§ **WHAT TO DO**
Please find every line of the data that contains the word "green" and copy each of those lines. Case counts when matching.

begin

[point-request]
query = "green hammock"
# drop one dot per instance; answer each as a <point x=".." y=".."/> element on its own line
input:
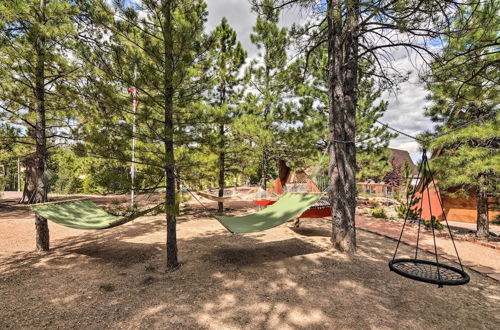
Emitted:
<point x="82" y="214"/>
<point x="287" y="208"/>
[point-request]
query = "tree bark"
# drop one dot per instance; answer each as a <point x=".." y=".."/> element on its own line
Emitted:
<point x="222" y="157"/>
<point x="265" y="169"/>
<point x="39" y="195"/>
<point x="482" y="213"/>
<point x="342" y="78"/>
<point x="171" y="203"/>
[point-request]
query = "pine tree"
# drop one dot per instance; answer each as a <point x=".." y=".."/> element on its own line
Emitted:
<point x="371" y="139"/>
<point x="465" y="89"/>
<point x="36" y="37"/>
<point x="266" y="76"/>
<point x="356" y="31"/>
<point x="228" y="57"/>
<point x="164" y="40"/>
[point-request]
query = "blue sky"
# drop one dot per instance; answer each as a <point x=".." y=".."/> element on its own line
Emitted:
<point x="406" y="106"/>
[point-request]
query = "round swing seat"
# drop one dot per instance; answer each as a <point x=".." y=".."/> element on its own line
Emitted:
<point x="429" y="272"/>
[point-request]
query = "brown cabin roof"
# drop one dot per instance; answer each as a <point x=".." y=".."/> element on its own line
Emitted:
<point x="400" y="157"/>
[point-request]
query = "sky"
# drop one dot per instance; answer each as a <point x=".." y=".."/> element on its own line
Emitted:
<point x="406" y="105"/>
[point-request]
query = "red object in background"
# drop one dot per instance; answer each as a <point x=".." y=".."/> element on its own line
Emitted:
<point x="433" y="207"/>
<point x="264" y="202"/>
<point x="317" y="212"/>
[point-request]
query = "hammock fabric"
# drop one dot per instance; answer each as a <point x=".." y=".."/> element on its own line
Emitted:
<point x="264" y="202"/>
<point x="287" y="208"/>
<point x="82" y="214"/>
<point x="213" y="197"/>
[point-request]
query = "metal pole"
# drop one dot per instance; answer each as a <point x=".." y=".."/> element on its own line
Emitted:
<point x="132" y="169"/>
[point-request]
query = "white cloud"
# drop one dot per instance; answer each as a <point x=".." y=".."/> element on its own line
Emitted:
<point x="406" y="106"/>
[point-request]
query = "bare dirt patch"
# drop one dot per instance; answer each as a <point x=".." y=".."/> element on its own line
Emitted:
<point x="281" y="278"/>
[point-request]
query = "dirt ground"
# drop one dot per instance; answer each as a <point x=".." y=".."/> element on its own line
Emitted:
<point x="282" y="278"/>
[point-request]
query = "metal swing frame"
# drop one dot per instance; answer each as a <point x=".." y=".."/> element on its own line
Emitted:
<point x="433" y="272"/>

end
begin

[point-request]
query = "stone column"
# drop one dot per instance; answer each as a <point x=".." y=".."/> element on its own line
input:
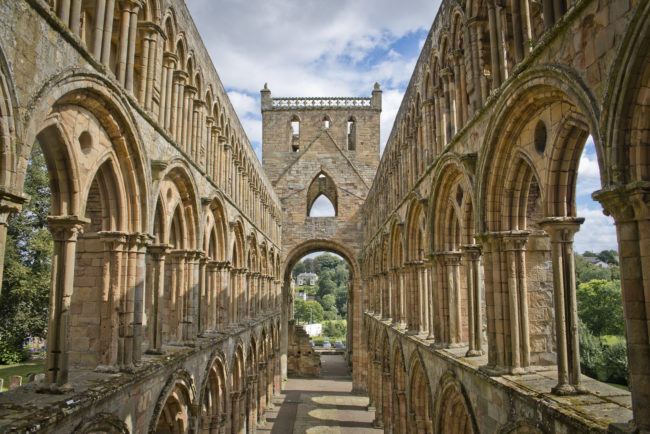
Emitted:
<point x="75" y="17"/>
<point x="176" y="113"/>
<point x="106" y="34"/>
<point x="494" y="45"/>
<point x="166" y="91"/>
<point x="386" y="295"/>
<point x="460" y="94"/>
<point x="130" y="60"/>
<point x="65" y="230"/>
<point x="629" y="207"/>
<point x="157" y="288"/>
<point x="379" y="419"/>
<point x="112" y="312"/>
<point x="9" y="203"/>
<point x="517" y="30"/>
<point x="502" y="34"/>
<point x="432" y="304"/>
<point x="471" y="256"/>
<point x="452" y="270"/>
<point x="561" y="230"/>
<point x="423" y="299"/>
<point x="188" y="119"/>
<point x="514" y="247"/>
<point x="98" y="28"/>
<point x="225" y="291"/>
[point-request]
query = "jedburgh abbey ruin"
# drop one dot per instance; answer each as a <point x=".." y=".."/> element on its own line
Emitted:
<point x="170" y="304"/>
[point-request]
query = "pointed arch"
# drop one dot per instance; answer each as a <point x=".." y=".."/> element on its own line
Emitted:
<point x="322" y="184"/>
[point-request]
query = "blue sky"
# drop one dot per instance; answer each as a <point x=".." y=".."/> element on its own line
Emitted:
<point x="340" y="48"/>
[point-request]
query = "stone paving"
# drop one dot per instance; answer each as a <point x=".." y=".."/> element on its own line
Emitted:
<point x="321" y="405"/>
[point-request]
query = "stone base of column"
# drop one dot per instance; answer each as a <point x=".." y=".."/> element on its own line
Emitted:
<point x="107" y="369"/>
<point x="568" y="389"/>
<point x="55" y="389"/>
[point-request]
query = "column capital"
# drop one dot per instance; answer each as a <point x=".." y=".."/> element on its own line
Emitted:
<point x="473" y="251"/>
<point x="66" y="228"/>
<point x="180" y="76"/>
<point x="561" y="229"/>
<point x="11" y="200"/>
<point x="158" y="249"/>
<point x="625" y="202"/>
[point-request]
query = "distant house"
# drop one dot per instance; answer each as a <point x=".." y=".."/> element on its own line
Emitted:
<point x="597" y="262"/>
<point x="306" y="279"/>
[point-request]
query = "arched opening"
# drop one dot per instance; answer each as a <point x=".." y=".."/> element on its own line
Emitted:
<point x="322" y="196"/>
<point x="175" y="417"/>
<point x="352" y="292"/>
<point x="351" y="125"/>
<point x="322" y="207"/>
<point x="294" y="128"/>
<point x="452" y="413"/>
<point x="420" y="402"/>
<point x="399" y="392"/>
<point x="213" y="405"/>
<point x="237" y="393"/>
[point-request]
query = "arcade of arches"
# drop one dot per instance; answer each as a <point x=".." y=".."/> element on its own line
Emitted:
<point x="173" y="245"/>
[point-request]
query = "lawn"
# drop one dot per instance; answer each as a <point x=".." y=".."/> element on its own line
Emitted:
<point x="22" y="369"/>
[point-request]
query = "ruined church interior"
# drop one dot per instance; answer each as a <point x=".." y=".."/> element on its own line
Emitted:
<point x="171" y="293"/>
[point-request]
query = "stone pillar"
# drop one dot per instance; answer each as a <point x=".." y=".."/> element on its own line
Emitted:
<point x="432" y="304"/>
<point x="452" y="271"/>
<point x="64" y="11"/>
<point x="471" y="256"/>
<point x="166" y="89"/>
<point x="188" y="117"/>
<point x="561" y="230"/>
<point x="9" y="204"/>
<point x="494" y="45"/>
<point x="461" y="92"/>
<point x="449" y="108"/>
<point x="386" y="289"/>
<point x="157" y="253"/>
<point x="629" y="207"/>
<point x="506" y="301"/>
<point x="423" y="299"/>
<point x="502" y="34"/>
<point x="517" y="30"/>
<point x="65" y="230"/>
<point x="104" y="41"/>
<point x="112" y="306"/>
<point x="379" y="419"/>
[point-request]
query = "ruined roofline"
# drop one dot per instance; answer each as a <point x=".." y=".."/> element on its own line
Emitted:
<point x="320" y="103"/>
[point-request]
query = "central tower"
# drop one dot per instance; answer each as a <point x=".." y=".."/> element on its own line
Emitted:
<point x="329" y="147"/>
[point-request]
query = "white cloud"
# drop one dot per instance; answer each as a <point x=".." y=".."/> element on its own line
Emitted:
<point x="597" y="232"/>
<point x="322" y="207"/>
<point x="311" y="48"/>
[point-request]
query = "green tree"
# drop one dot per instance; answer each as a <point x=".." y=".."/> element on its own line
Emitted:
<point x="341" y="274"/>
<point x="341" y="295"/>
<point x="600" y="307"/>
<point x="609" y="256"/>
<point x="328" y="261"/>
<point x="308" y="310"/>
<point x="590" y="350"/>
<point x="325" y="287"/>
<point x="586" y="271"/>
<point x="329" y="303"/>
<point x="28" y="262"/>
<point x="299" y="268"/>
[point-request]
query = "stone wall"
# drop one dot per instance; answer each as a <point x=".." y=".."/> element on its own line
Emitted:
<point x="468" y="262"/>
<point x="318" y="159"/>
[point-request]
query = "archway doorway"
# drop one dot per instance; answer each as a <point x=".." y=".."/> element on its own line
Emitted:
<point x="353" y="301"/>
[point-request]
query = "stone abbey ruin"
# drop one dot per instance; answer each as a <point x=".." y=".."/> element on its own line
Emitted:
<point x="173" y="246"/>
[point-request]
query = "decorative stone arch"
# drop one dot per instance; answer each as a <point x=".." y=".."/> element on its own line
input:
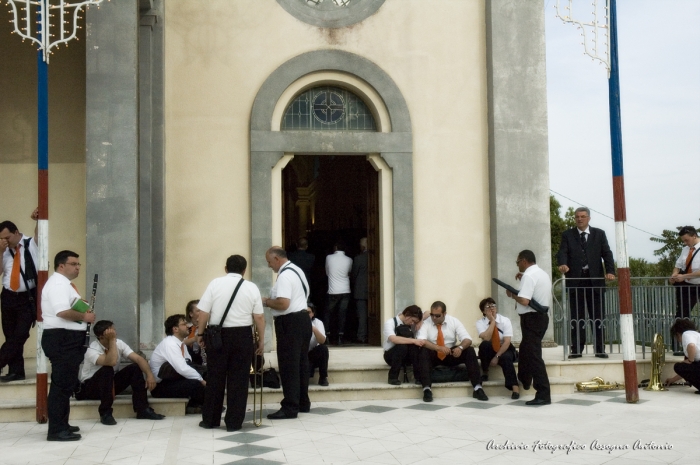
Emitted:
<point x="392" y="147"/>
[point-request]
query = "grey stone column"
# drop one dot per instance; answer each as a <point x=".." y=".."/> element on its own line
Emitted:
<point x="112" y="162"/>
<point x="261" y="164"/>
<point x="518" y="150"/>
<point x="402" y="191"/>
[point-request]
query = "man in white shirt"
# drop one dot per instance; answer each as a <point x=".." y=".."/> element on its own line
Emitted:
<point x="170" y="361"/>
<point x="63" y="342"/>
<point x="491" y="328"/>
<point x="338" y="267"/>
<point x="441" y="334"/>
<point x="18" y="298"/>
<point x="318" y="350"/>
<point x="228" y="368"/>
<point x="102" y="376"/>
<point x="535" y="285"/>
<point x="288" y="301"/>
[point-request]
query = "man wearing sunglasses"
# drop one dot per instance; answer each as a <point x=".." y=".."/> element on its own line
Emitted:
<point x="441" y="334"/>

end

§ **RESULT**
query = "green hammock"
query = "green tree"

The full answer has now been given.